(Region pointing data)
++++++

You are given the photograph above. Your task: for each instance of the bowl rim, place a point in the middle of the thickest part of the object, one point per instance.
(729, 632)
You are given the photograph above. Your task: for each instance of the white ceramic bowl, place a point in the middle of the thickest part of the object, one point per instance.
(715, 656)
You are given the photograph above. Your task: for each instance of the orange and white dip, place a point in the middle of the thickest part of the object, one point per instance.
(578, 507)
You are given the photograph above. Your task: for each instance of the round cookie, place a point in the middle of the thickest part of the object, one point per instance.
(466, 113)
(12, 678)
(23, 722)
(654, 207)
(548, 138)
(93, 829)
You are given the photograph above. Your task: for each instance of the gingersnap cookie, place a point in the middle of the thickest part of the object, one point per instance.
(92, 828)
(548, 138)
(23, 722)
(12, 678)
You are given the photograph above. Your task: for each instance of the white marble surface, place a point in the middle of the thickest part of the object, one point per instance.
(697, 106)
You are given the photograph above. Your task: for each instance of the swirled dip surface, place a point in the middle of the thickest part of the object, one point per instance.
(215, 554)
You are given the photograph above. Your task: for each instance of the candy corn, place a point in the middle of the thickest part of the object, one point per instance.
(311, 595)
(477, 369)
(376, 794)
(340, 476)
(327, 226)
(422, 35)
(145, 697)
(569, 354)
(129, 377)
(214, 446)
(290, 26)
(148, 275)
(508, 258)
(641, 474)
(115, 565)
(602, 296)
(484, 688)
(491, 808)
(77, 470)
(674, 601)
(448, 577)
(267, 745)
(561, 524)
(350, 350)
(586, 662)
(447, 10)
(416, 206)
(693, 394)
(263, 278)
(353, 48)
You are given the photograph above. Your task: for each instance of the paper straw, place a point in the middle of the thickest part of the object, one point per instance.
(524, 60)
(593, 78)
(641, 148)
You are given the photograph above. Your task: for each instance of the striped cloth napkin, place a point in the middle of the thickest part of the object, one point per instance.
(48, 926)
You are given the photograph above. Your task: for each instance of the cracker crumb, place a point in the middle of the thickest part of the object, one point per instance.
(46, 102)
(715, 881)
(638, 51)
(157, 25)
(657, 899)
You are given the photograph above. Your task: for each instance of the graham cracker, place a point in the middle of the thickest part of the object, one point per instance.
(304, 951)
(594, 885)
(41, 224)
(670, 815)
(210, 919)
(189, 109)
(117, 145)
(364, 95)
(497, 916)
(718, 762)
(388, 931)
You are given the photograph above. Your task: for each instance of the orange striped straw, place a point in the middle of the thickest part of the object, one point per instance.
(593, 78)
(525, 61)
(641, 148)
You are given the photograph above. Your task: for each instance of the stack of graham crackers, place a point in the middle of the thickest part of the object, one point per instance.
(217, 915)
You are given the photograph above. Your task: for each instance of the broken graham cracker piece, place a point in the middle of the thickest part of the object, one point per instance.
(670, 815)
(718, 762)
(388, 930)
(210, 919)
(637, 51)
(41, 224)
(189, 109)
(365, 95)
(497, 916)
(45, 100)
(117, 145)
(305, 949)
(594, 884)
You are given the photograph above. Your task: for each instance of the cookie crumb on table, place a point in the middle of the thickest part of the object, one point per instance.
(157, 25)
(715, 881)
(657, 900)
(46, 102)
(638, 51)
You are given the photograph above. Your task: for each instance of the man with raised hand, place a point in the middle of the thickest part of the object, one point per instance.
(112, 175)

++++++

Repeat word for word each line from the one with "of the stack" to the end of the records above, inclusive.

> _Reply_:
You are given the photograph above. Your task: for each instance of the stack of graham crackers, place a point in the middle of the thickest part of the object, one point per instance.
(217, 915)
You are given the photograph above. Your task: for each instance of the broken graham cracker piece, place a point in the middle of the thickest part of the object, one point per instance.
(670, 815)
(718, 762)
(388, 930)
(210, 919)
(637, 51)
(41, 224)
(189, 109)
(365, 95)
(497, 916)
(45, 100)
(117, 145)
(305, 949)
(594, 884)
You are given the photograph above. Your task: for each instance of the cookie crumb on table, place a point in the middle of the thickest part of the object, one point per instance.
(157, 25)
(715, 881)
(657, 900)
(46, 102)
(638, 51)
You are given the photograph above. Your task: for each instance of the man with raised hand, place a point in the middle of the thickest part of the object, one point per instance.
(112, 175)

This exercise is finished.